▶ [Exercise brief]
All lines from the one with "Mark the traditional" through the last line of the data below should be copied exactly; please add nothing.

Dataset entries
BEGIN
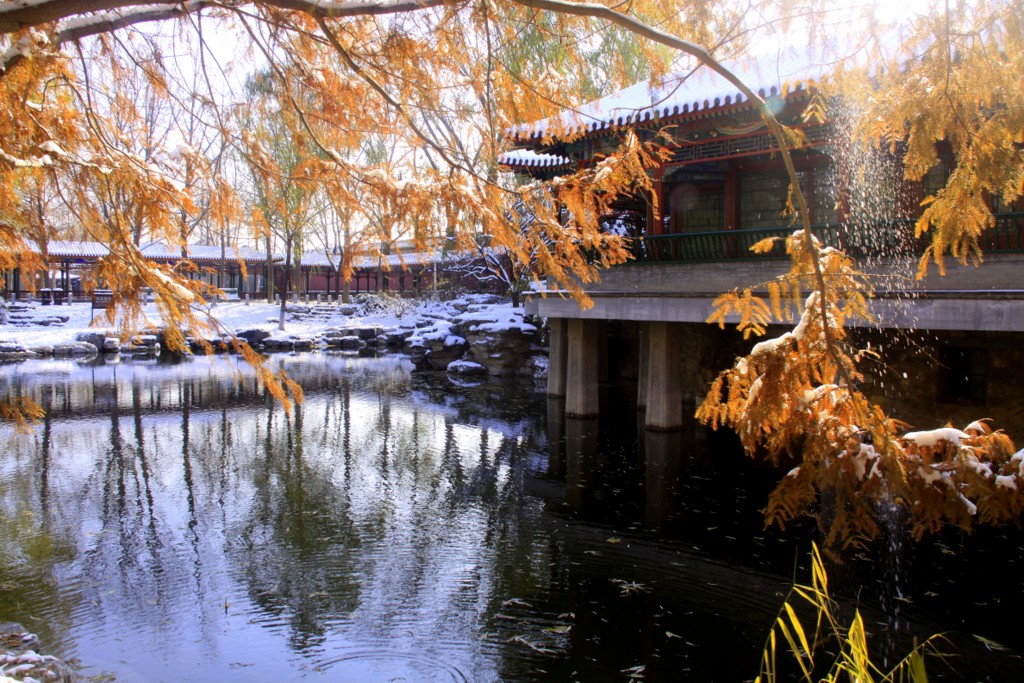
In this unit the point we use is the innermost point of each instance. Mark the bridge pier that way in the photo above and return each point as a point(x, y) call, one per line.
point(557, 355)
point(665, 376)
point(583, 368)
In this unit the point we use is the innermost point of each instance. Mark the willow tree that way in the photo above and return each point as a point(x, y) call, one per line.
point(399, 69)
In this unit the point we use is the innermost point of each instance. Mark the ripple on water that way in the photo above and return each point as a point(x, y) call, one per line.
point(370, 666)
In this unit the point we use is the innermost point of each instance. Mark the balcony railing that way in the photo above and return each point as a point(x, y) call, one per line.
point(1007, 236)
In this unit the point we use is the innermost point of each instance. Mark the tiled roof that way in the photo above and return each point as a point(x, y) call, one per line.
point(530, 159)
point(71, 249)
point(692, 91)
point(211, 253)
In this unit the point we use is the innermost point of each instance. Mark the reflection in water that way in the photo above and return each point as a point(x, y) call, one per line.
point(173, 522)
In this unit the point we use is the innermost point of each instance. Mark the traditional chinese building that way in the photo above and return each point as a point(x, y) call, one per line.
point(723, 189)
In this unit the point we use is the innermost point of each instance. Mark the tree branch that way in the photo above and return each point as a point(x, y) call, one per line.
point(656, 35)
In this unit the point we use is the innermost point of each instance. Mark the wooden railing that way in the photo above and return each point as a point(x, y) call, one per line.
point(894, 238)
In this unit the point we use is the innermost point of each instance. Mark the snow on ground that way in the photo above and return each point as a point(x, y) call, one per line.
point(33, 325)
END
▶ [Reply]
In this unit the point we use is the innermost point of each instance. Mark the traditional chinese building that way in the photo above and return each point as a point(x, y) call, one per line.
point(723, 189)
In this unit the point we use is the innermost point of each instance. Mark the tree branch that way in the photo above and return each point as a point(x, y) call, one per line.
point(656, 35)
In this unit the point we use is the innermost point of each instance. Mark the wooden railing that way in the photo above and return each point as a point(x, y) call, one per line.
point(894, 238)
In this unit the point we use is the innermost point of each instance. Mark the snow on ground that way in the photo above and return each point as a point(x, y) call, one per line.
point(33, 325)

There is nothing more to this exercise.